------ SECCIÓN DEL DOCUMENTO ------
VALÈNCIA. Ya tenemos nuevo fenómeno de Netflix, ya saben, esa serie que nadie se espera y que acaba siendo un pelotazo (o eso dice la plataforma, porque comprobar los números no está al alcance humano): 66 millones de visionados declaraban hace unos días. Se trata de Los Bridgerton, miniserie británica de ocho episodios que ha sido definida como un cruce irresistible entre Gossip girl y Jane Austen. Lo de irresistible lo dicen por ahí, no es cosa mía.
Ay, pobre Jane Austen. Los Bridgerton es, básicamente, Gossip Girl, solo que con muy estilosos vestidos estilo Regencia (en el vestuario han echado el resto y no lo vamos a negar, fastuoso) y nada Jane Austen. Así pues, si la serie de los pijos del Upper East Side de Manhattan no es lo suyo, olvídense de Los Bridgerton, seguro que encuentran algo mejor que ver o hacer en las ocho horas que dura la temporada. Y para evitar malentendidos y saber qué terreno pisan, ya les avanzo que lo mío tampoco es, y mucho me temo que se va a notar en el texto.
La serie es resultado del implacable proceso de banalización que ha sufrido la obra y la propia figura de la escritora británica, convertida ella y sus creaciones en pobres clichés romanticones, pasto de novelas rosas y pelis rom-com (romance comedy). Sus novelas han quedado reducidas al pobre argumento de “mujeres cazando maridos en la Inglaterra georgiana”. Está de moda, de eso no hay duda: ¡cuántas heroínas de pelis románticas leen Orgullo y prejuicio como si fuera la biblia y buscan su Darcy en cualquier mozo enfurruñado y altivo que aparece en la pantalla! Pero su penetrante observación de la realidad y el retrato moral de una época y unas costumbres pasan desapercibidos o son profundamente malinterpretados. Como es el caso.
------
_PROBLEMA PLANTEADO 1:_
Según el texto sobre Los Bridgerton, ¿cuántos episodios tiene la miniserie?
_PROBLEMA PLANTEADO 2:_
Transcribe el texto sobre Los Bridgerton desde "Ay, pobre Jane" hasta "en el texto.".
------ REGISTROS MOSTRADOS ------
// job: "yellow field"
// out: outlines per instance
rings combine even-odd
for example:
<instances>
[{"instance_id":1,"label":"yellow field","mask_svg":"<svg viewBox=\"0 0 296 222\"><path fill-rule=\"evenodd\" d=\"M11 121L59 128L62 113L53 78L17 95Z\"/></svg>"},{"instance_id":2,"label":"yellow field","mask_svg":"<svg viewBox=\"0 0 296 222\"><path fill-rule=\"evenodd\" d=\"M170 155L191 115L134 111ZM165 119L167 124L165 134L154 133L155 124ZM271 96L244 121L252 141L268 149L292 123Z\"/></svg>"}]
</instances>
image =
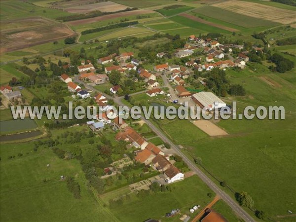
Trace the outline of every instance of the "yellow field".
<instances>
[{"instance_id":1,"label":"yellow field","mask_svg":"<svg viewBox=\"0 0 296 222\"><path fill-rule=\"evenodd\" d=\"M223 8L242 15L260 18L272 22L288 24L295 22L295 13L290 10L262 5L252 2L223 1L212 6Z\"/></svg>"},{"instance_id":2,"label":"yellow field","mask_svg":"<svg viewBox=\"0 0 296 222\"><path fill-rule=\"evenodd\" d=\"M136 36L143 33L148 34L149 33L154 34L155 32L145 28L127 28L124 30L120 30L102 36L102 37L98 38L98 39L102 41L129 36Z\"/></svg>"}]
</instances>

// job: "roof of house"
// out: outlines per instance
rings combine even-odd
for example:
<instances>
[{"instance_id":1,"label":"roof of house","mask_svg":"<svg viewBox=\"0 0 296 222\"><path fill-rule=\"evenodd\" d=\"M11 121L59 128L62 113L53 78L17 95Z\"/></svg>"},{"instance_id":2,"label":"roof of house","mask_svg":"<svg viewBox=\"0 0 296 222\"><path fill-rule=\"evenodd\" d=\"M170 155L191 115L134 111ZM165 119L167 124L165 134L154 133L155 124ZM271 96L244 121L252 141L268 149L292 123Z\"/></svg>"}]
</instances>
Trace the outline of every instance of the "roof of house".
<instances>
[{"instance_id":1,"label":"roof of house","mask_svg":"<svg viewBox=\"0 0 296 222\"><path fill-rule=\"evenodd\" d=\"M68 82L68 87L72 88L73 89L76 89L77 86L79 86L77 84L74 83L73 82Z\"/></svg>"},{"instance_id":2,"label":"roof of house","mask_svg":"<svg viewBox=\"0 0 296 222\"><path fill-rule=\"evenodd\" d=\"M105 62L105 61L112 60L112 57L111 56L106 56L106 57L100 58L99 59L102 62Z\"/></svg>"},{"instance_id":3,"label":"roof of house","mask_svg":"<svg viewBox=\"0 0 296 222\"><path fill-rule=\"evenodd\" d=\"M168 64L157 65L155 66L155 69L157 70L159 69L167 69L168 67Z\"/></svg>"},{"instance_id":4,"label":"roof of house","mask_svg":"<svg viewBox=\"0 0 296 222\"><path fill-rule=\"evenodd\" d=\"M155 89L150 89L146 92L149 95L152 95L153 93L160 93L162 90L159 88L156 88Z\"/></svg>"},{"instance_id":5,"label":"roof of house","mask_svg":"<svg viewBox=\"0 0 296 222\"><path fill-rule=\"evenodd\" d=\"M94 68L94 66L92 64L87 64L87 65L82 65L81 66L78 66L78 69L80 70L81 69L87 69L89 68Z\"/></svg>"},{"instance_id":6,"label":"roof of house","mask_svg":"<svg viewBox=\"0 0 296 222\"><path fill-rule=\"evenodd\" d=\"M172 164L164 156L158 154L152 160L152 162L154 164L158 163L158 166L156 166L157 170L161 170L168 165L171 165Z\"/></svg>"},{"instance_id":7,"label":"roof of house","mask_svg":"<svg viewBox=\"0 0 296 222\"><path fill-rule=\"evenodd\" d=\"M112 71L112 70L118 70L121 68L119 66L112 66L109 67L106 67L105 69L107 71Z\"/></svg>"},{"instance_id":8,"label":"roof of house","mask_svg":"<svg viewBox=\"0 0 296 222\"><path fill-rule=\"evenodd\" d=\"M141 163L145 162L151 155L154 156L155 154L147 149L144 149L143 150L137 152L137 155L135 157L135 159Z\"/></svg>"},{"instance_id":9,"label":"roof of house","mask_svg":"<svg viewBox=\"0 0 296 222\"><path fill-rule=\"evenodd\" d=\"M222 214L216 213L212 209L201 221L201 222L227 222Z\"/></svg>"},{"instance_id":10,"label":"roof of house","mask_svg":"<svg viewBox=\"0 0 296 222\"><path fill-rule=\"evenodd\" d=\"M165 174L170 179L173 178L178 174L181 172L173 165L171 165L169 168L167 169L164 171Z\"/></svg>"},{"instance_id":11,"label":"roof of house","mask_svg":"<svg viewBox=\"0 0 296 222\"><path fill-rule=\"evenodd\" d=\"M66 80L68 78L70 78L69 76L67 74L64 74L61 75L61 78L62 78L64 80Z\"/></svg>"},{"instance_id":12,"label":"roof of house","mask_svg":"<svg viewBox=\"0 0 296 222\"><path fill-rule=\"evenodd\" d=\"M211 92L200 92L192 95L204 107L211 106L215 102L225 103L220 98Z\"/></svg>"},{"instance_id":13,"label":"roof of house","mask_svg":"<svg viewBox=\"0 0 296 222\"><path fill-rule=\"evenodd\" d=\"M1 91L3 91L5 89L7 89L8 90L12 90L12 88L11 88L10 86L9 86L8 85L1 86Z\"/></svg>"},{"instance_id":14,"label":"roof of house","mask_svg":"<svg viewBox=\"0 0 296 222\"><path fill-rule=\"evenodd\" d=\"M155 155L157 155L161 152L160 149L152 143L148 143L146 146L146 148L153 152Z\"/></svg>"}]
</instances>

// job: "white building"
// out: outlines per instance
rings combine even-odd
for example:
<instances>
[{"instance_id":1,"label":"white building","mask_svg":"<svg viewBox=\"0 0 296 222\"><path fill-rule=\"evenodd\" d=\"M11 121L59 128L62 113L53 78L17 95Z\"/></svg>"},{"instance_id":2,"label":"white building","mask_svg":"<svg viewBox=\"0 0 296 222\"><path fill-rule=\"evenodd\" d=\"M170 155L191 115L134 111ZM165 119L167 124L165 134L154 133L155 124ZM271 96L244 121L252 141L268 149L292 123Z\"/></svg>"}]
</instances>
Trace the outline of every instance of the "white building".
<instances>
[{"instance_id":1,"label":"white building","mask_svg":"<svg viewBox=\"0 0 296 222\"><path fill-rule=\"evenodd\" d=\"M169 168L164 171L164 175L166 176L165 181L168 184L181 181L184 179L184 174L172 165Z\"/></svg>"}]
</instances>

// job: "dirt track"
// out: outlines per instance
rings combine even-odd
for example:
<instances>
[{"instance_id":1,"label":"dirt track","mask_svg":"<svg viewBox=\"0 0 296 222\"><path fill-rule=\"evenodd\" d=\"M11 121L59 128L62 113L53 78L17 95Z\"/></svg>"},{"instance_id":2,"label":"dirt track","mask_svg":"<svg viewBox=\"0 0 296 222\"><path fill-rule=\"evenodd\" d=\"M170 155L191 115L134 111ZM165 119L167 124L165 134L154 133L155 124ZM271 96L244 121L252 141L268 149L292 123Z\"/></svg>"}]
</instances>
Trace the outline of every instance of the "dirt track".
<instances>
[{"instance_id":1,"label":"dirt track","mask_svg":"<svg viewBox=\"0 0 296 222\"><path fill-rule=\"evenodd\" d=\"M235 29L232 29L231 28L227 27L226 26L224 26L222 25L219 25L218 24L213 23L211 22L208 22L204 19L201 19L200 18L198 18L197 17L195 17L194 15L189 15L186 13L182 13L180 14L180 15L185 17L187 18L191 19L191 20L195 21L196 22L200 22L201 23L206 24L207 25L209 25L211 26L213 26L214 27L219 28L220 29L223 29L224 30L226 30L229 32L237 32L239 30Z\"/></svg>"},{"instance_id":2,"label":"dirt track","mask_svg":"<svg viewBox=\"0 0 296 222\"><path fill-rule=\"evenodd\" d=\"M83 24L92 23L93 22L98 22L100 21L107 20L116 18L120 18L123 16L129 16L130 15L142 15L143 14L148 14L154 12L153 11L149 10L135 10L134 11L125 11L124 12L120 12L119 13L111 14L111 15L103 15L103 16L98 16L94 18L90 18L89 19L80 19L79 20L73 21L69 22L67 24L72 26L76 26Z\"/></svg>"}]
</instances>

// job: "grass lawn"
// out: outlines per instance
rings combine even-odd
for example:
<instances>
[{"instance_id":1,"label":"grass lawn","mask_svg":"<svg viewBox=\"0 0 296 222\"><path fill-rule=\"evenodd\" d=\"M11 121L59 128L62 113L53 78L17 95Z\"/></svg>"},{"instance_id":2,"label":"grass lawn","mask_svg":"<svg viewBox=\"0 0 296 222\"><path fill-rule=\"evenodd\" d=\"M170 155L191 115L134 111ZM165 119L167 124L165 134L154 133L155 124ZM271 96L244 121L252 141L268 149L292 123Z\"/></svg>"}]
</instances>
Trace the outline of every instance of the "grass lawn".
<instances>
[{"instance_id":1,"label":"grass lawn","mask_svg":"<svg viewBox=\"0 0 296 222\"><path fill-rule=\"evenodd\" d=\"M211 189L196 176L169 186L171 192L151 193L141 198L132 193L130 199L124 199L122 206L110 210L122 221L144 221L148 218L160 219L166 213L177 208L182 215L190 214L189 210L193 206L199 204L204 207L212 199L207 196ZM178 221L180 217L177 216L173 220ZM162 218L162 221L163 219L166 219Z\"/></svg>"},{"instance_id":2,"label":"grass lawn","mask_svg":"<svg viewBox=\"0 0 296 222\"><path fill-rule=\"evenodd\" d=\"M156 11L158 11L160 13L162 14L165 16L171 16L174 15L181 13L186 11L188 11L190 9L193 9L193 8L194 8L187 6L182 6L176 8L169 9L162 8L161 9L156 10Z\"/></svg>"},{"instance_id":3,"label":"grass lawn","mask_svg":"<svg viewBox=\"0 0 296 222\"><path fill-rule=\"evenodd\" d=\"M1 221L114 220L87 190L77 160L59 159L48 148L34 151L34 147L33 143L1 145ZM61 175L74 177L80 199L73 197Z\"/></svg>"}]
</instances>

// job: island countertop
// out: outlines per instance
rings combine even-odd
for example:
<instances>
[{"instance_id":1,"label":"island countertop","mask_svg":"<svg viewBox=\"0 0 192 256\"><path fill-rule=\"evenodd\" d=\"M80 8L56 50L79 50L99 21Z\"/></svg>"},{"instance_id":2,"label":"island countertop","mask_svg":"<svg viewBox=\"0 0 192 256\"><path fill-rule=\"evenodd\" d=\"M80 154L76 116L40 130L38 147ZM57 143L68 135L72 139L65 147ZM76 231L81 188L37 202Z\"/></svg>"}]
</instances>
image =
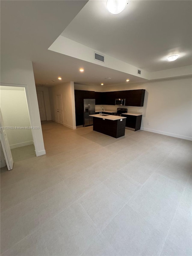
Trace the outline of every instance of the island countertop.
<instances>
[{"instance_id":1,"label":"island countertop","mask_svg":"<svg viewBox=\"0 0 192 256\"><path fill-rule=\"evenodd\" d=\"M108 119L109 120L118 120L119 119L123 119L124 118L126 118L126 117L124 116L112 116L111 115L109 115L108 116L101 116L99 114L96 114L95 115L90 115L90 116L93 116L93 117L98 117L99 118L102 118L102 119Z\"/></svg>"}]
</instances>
------
_SOLUCIÓN DESARROLLADA 1:_
Ocho episodios.

_SOLUCIÓN DESARROLLADA 2:_
Ay, pobre Jane Austen. Los Bridgerton es, básicamente, Gossip Girl, solo que con muy estilosos vestidos estilo Regencia (en el vestuario han echado el resto y no lo vamos a negar, fastuoso) y nada Jane Austen. Así pues, si la serie de los pijos del Upper East Side de Manhattan no es lo suyo, olvídense de Los Bridgerton, seguro que encuentran algo mejor que ver o hacer en las ocho horas que dura la temporada. Y para evitar malentendidos y saber qué terreno pisan, ya les avanzo que lo mío tampoco es, y mucho me temo que se va a notar en el texto.